> [Selected excerpt]:
○ ○ ○ ○
Athletics and activities
Agoura High School's athletic teams are nicknamed the Chargers. The school competes in the Marmonte League of the CIF Southern Section. From 2018 to 2020, Agoura was in the Coastal Canyon League.

Agoura High School has a music program that consists of two orchestras, three wind ensembles, four jazz bands, two choirs, and a marching band, and more than 60 activities and clubs for community service, honors societies, politics, religion, sports, academics, fashion, and dance.
Their visual and performing arts program has classes in film, theater, ceramics, and fine art. The on campus Performing Arts and Education Center is home to their theater performances, music concerts, and ComedySportz games (now Agoura Improv).

Curriculum
In 2009, Agoura High School introduced the International Baccalaureate program to its curriculum. They offer many Advanced Placement classes. They also have P.E.
○ ○ ○ ○
From the Agoura High School text above, reproduce the span between "Athletics and activities" and "fashion, and dance.", inclusive, swapping "wind ensembles" for "brass ensembles".
○ ○ ○ ○
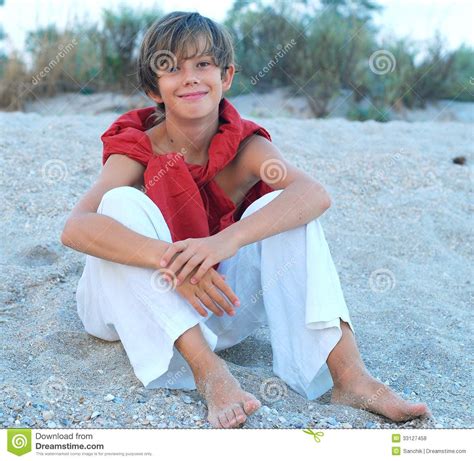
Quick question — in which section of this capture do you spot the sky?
[0,0,474,53]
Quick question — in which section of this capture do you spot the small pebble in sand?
[182,395,193,403]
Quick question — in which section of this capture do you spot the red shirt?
[101,98,273,242]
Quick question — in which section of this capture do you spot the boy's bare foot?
[196,357,261,429]
[331,374,432,422]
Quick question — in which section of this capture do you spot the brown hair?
[138,11,238,123]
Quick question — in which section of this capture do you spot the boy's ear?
[222,64,235,91]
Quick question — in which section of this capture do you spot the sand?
[0,95,474,428]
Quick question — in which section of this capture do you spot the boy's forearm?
[61,213,170,269]
[221,181,331,248]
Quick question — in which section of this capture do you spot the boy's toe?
[218,412,230,429]
[234,405,247,424]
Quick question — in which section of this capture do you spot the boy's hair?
[138,11,235,118]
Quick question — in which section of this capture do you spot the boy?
[62,12,429,428]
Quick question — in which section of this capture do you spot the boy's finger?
[207,285,235,315]
[198,292,224,317]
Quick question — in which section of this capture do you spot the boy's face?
[150,42,235,119]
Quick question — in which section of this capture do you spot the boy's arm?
[219,135,331,247]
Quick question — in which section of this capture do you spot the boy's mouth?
[179,91,207,101]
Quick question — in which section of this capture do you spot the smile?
[179,92,207,101]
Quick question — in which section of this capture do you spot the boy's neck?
[163,110,219,165]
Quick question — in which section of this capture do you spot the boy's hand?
[160,234,239,286]
[176,267,239,317]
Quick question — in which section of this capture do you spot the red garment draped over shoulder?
[101,98,273,242]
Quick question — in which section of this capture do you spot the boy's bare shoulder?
[238,134,313,189]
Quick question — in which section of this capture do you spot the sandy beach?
[0,99,474,428]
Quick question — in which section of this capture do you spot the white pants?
[76,187,354,400]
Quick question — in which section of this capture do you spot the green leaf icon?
[7,429,31,456]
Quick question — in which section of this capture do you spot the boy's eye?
[166,61,211,74]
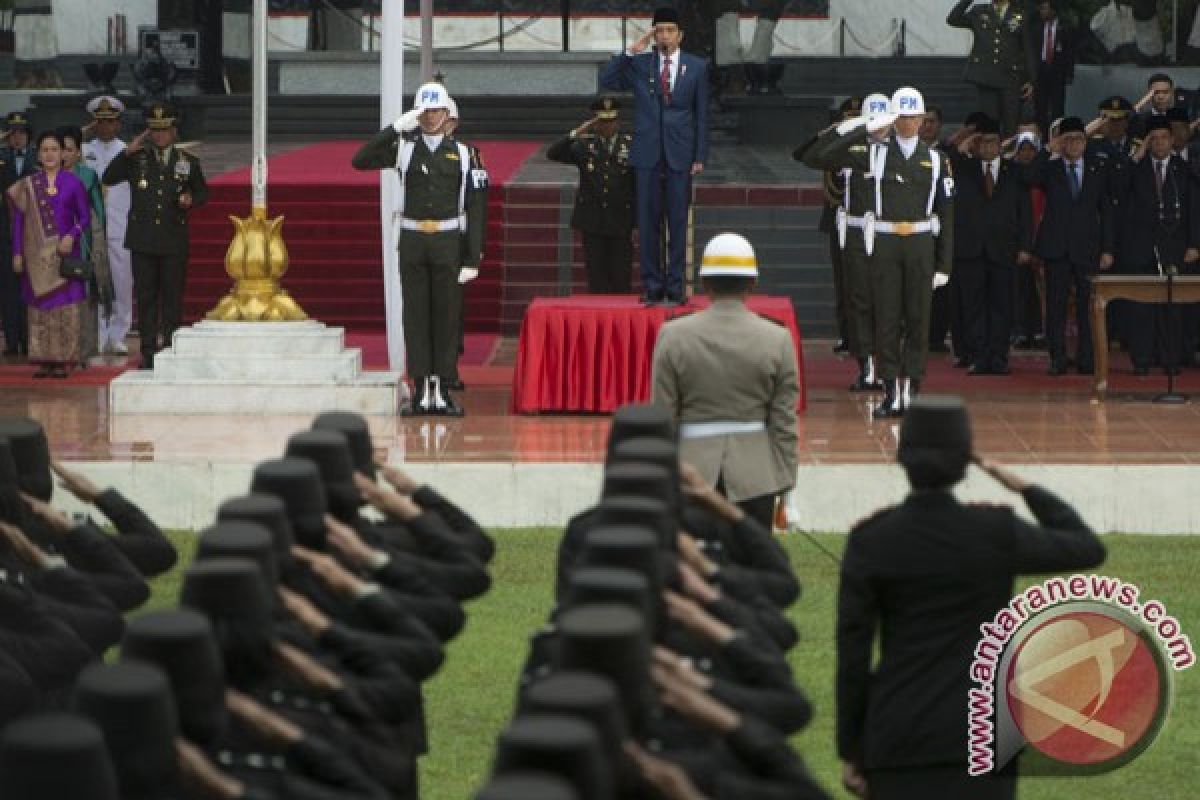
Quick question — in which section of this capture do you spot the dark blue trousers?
[637,163,691,297]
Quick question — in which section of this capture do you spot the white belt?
[679,421,767,439]
[875,217,941,236]
[400,217,466,234]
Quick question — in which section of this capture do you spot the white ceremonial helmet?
[700,234,758,278]
[863,92,892,120]
[892,86,925,116]
[413,80,450,112]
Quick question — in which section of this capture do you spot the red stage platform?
[512,295,805,414]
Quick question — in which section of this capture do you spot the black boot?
[850,356,882,392]
[871,378,904,420]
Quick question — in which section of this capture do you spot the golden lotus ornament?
[208,207,308,323]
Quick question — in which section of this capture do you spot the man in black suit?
[1030,0,1076,133]
[1027,116,1115,375]
[1114,115,1200,375]
[0,112,37,356]
[950,118,1033,375]
[836,395,1105,800]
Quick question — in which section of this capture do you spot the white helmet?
[700,234,758,278]
[863,92,892,120]
[892,86,925,116]
[413,80,450,112]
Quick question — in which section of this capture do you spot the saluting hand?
[629,25,654,55]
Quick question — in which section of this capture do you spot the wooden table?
[1092,275,1200,397]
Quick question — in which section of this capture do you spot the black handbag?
[59,255,91,281]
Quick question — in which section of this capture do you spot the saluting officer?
[792,94,892,391]
[352,83,487,416]
[103,103,209,369]
[946,0,1037,136]
[814,86,954,419]
[546,96,635,294]
[83,95,133,355]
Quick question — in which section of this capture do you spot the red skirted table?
[512,295,805,414]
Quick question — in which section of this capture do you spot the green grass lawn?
[145,530,1200,800]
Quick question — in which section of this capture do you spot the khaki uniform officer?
[654,234,799,530]
[353,83,487,416]
[103,103,209,369]
[815,88,954,417]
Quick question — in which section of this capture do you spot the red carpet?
[184,142,539,332]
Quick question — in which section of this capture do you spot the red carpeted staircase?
[184,142,538,332]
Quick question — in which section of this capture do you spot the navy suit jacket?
[600,50,708,172]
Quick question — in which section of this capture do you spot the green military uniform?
[354,126,487,412]
[811,127,954,416]
[102,104,209,368]
[946,0,1038,136]
[546,97,636,294]
[797,118,883,391]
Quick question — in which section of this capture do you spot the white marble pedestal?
[108,320,401,414]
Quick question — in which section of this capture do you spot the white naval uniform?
[83,139,133,349]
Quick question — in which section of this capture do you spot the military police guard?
[83,95,133,355]
[103,103,209,369]
[546,97,635,294]
[353,83,487,416]
[811,88,954,417]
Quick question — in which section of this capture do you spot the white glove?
[391,108,421,133]
[835,116,866,136]
[866,114,896,133]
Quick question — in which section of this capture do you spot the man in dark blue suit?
[1028,116,1116,375]
[600,8,708,305]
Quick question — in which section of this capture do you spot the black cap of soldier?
[554,603,658,736]
[121,608,227,747]
[592,95,620,120]
[592,497,679,551]
[196,521,280,592]
[74,661,179,800]
[179,558,274,627]
[521,670,629,765]
[284,431,362,519]
[475,771,580,800]
[217,493,295,564]
[608,403,679,453]
[650,6,679,25]
[600,462,674,500]
[250,458,329,551]
[492,714,613,800]
[0,714,120,800]
[1058,116,1087,136]
[560,567,662,632]
[896,395,972,483]
[0,416,54,503]
[312,411,376,477]
[1099,95,1133,119]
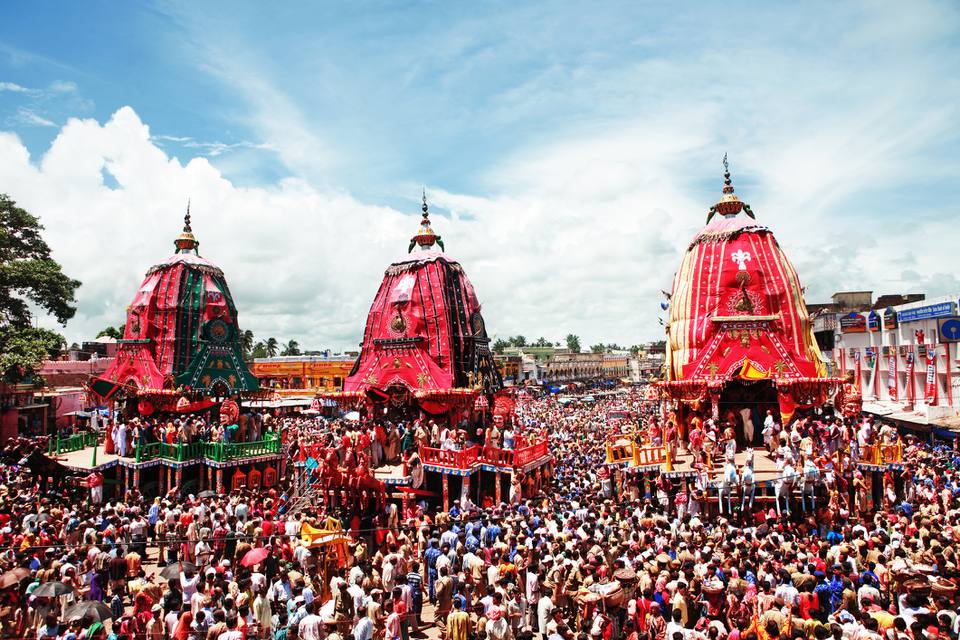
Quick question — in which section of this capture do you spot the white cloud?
[12,107,57,127]
[0,82,39,95]
[0,107,416,347]
[0,95,960,348]
[150,135,272,158]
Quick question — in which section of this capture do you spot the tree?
[240,329,254,360]
[97,324,127,340]
[266,338,280,358]
[0,194,80,382]
[280,340,300,356]
[250,340,267,360]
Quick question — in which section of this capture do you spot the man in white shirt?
[180,571,200,604]
[537,587,553,638]
[298,600,326,640]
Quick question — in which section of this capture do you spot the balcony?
[860,442,903,466]
[134,434,281,462]
[420,440,550,469]
[420,445,480,469]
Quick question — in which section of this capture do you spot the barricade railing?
[480,447,514,467]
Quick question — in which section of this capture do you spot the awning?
[397,487,437,498]
[90,378,121,400]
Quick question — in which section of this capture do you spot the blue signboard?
[940,318,960,342]
[897,302,955,322]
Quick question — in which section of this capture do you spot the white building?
[833,295,960,427]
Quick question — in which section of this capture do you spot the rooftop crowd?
[0,384,960,640]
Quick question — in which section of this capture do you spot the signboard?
[840,311,867,333]
[883,307,897,330]
[897,302,957,322]
[939,316,960,342]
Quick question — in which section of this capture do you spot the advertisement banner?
[907,351,916,404]
[887,349,897,402]
[840,311,867,333]
[924,345,937,405]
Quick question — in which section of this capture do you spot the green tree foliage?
[97,324,126,340]
[0,194,80,382]
[240,329,256,360]
[250,340,268,359]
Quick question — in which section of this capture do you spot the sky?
[0,0,960,350]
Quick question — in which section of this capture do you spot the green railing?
[134,442,162,462]
[47,433,98,455]
[135,434,280,462]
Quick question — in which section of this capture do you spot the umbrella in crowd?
[240,547,270,567]
[33,580,73,598]
[63,600,113,622]
[0,567,30,589]
[160,562,197,580]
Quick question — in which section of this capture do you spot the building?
[250,354,356,395]
[0,380,50,445]
[832,294,960,430]
[498,347,635,384]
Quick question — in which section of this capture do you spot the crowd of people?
[0,384,960,640]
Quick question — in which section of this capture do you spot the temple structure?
[341,196,503,415]
[90,206,258,415]
[660,157,839,428]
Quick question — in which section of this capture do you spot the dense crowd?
[0,384,960,640]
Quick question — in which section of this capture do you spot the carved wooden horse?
[719,458,740,514]
[740,449,757,511]
[800,458,820,513]
[773,458,796,515]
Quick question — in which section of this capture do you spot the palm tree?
[97,324,126,340]
[267,338,280,358]
[240,329,254,358]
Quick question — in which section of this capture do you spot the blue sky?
[0,2,960,347]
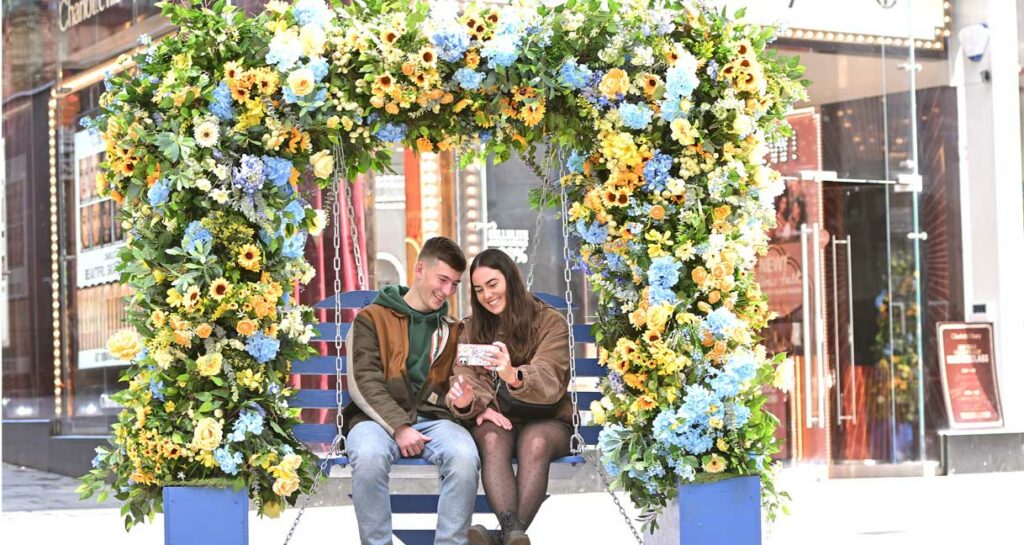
○ ○ ○ ○
> [The solution]:
Athletics and activities
Agoura High School's athletic teams are nicknamed the Chargers. The school competes in the Marmonte League of the CIF Southern Section. From 2018 to 2020, Agoura was in the Coastal Canyon League.

Agoura High School has a music program that consists of two orchestras, three brass ensembles, four jazz bands, two choirs, and a marching band, and more than 60 activities and clubs for community service, honors societies, politics, religion, sports, academics, fashion, and dance.